▸ Records provided:

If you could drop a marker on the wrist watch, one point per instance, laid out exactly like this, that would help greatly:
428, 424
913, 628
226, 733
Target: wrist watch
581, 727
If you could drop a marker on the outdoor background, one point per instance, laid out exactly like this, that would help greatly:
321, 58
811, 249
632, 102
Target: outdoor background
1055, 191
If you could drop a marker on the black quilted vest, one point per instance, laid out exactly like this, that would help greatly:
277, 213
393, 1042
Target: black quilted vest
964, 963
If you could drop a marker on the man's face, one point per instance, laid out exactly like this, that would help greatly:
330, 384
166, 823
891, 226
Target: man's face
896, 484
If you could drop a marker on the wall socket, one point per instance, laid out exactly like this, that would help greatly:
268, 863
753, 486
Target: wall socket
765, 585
* * *
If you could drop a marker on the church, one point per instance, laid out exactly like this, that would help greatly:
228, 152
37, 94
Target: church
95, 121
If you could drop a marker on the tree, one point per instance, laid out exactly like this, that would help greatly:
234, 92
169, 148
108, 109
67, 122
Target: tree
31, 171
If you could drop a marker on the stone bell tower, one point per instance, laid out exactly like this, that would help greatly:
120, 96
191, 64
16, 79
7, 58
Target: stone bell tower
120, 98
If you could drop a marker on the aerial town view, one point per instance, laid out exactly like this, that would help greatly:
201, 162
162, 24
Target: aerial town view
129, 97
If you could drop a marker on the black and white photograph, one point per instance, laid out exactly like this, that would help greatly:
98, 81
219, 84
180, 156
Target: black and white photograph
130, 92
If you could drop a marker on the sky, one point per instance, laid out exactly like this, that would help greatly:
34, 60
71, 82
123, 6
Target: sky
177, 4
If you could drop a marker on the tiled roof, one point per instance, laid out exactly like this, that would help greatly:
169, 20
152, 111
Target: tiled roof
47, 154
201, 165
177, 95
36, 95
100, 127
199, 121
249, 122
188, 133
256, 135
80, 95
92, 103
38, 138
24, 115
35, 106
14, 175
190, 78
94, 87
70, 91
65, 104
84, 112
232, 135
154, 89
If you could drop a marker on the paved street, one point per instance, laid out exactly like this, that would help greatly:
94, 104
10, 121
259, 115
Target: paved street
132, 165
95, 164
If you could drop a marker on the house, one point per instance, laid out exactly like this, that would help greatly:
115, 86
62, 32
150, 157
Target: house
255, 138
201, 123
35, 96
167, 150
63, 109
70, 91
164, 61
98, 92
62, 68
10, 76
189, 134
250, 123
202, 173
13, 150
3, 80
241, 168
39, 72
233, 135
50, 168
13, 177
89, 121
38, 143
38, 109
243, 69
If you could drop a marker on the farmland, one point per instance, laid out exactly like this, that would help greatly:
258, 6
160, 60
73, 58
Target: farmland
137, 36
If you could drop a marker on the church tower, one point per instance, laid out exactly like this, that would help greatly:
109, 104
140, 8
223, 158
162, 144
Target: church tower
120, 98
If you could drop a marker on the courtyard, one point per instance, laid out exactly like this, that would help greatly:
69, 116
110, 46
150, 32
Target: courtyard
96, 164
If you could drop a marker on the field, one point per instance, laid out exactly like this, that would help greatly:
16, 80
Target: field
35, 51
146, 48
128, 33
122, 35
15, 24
---
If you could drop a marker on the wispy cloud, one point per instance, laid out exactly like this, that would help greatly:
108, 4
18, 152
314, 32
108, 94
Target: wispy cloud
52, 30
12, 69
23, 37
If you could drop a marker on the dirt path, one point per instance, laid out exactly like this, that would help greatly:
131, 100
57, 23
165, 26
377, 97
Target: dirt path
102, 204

▸ Stated problem: Find every line above that contains the word "courtyard", and copy each of those lines in full.

▸ The output:
If you could drop a marker on the courtyard, one point per instance, laid out exactly like this, that would help greatly:
Target: courtyard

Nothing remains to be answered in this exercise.